[Bounding-box rows]
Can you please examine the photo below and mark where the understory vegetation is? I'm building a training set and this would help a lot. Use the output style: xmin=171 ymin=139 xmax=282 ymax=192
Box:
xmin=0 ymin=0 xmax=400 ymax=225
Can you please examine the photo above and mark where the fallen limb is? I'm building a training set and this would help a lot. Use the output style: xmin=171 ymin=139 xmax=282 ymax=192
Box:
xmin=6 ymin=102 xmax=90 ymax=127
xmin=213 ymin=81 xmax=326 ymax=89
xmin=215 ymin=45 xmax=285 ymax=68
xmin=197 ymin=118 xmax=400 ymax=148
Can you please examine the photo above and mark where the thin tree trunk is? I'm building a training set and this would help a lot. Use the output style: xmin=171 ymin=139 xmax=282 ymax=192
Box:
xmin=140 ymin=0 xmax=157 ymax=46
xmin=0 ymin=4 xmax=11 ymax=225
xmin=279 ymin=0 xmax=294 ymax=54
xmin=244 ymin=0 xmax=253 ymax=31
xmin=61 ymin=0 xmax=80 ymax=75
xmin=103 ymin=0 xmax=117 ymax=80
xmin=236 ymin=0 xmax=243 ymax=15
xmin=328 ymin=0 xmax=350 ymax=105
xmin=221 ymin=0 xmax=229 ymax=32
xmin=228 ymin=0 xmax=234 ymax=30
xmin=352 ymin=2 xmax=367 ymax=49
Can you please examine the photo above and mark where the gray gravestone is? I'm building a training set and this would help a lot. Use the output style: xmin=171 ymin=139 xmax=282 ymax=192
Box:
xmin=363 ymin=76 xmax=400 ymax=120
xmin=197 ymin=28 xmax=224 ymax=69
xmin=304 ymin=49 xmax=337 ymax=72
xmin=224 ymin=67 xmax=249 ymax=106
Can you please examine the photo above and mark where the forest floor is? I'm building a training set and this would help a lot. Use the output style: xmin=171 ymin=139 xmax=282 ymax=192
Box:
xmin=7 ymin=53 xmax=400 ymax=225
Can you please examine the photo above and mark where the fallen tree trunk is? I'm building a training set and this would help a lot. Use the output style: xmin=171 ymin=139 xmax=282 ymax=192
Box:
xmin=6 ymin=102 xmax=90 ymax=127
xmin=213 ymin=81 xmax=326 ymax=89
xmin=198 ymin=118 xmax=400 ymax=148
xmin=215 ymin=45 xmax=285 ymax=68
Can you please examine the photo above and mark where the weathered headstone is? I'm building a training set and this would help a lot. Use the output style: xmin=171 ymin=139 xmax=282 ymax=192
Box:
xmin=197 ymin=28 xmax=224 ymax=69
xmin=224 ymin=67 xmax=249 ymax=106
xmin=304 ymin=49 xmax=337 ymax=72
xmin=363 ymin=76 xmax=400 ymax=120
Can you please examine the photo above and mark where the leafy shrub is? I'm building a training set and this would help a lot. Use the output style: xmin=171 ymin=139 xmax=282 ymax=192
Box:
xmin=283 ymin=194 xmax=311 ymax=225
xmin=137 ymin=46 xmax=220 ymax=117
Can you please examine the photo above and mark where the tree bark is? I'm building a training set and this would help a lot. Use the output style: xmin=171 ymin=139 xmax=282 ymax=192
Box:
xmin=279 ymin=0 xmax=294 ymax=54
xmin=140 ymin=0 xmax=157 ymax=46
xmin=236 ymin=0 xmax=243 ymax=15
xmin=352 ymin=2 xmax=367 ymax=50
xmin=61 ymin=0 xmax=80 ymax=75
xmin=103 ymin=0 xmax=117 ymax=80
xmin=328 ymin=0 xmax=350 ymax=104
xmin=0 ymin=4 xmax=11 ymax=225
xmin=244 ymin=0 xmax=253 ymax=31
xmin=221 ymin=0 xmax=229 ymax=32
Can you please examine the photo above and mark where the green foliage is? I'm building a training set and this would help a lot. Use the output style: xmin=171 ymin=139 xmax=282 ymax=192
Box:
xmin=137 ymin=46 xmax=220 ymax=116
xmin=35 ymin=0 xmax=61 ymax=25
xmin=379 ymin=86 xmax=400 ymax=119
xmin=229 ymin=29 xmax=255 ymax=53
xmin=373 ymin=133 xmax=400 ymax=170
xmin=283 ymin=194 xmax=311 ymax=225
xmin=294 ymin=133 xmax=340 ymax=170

▶ Brief
Return the rows above unchanged, starting at the line containing "where the green" and continuing through the end of the rows.

▶ Reply to the task
Can you please examine the photo above and mark where the green foliage is? I'm building a training set and this would help a lot. Use the output style: xmin=171 ymin=139 xmax=282 ymax=192
Box:
xmin=137 ymin=46 xmax=220 ymax=116
xmin=35 ymin=0 xmax=61 ymax=25
xmin=379 ymin=86 xmax=400 ymax=119
xmin=229 ymin=29 xmax=255 ymax=53
xmin=373 ymin=133 xmax=400 ymax=170
xmin=283 ymin=194 xmax=311 ymax=225
xmin=294 ymin=133 xmax=340 ymax=170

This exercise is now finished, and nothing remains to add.